The data -

>>

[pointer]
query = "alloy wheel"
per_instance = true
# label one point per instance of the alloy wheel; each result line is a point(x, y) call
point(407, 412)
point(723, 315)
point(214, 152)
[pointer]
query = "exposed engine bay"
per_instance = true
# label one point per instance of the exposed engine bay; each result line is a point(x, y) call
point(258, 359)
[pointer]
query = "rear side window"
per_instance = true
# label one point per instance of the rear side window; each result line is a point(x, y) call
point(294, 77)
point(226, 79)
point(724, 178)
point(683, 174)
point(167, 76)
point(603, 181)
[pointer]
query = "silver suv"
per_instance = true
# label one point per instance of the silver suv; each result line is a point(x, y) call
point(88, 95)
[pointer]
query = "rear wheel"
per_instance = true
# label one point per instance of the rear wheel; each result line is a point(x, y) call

<<
>>

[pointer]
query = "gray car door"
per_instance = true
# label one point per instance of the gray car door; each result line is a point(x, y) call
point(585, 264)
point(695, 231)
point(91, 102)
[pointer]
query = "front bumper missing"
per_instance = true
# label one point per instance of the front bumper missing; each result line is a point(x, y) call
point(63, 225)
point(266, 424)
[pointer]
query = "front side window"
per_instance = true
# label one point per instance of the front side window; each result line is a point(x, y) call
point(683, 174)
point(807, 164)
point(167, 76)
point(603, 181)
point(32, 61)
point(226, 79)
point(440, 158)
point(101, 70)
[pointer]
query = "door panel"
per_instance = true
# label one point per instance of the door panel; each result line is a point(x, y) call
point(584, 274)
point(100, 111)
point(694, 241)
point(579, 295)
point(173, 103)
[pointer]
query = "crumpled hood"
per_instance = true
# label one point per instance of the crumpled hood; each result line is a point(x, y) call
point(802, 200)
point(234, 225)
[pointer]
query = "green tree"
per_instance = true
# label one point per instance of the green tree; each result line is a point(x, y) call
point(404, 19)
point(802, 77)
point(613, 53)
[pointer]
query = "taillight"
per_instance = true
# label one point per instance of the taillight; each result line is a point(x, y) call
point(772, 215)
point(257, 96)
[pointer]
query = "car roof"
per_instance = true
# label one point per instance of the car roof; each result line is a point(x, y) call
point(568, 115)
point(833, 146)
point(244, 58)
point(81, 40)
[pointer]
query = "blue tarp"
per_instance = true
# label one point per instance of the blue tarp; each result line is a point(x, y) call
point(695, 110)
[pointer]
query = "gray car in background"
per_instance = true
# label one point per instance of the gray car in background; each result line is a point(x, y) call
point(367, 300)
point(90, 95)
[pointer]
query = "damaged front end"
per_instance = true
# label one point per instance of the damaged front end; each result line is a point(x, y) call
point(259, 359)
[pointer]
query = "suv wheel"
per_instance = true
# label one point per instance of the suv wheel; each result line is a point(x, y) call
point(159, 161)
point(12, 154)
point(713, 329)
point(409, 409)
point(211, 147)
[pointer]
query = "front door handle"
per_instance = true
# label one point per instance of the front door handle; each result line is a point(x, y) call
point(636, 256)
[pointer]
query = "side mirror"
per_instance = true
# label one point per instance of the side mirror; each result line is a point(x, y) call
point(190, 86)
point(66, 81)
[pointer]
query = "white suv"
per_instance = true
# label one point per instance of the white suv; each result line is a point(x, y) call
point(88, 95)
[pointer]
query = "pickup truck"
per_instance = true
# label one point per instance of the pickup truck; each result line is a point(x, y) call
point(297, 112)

<<

List every line of the data above that contains the word "bumper".

query = "front bumper missing"
# label one point per instance of the front bumper missing; each result line is a point(x, y) call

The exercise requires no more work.